### Input data

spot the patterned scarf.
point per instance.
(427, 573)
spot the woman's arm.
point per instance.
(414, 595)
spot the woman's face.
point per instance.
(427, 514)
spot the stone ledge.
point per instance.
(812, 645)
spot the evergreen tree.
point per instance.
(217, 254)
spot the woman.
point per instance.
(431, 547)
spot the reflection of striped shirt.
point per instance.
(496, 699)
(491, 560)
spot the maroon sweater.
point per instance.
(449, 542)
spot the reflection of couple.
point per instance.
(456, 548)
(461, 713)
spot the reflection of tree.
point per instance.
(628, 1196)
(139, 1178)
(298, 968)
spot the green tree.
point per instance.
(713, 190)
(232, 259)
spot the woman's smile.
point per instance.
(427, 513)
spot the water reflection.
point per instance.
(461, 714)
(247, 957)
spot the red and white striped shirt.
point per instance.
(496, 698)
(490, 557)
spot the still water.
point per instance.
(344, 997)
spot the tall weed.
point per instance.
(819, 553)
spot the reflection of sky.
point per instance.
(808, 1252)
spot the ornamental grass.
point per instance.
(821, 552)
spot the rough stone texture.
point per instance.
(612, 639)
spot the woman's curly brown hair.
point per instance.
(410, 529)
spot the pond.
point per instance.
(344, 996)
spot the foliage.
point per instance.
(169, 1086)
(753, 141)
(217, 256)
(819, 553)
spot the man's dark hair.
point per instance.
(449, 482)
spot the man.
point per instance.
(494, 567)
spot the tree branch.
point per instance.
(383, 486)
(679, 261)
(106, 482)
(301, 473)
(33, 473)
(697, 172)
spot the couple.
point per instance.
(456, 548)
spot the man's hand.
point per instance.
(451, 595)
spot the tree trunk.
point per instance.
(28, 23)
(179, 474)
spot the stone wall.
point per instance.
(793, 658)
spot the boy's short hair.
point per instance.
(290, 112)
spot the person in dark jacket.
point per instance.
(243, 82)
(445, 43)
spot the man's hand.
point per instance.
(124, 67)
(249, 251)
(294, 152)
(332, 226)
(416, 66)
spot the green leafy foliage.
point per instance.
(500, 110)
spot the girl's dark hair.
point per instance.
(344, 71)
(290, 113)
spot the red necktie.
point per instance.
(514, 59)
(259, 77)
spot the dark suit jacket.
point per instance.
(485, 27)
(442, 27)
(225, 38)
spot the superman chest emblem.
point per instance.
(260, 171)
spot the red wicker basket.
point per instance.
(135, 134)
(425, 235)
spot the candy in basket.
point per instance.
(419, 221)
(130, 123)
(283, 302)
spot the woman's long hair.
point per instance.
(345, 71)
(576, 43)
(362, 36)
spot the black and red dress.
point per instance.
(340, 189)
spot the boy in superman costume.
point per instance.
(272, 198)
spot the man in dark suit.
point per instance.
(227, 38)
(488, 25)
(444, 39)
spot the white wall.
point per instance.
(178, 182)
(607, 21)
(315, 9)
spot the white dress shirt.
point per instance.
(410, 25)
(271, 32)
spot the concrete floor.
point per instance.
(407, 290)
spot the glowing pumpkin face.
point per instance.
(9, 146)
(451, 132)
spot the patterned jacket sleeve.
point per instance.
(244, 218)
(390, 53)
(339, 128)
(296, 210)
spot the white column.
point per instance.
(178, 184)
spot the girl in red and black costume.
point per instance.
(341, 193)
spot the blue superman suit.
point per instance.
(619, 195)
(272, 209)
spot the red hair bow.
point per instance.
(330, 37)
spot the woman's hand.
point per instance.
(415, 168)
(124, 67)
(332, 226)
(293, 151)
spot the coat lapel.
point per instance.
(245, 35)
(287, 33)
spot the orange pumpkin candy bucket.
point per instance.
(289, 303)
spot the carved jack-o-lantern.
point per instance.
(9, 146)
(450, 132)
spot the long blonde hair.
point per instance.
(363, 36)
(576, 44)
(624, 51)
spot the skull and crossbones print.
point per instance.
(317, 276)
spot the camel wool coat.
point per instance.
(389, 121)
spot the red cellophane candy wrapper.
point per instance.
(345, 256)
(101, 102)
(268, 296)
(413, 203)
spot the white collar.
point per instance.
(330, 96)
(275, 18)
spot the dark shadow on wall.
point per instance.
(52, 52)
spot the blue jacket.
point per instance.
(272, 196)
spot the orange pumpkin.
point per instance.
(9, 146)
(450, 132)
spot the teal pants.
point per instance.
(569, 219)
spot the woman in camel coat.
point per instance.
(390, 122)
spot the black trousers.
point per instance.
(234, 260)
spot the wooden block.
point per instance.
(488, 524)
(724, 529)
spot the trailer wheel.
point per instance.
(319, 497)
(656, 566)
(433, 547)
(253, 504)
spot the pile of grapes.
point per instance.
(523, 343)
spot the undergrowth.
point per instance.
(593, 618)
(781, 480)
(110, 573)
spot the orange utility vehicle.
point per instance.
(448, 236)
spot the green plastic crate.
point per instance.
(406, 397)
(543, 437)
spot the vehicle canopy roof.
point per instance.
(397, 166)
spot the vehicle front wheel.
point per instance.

### Task instructions
Copy out each line of the material above that holds the word "face".

### Answer section
spot the woman's face.
spot the glowing pumpkin face.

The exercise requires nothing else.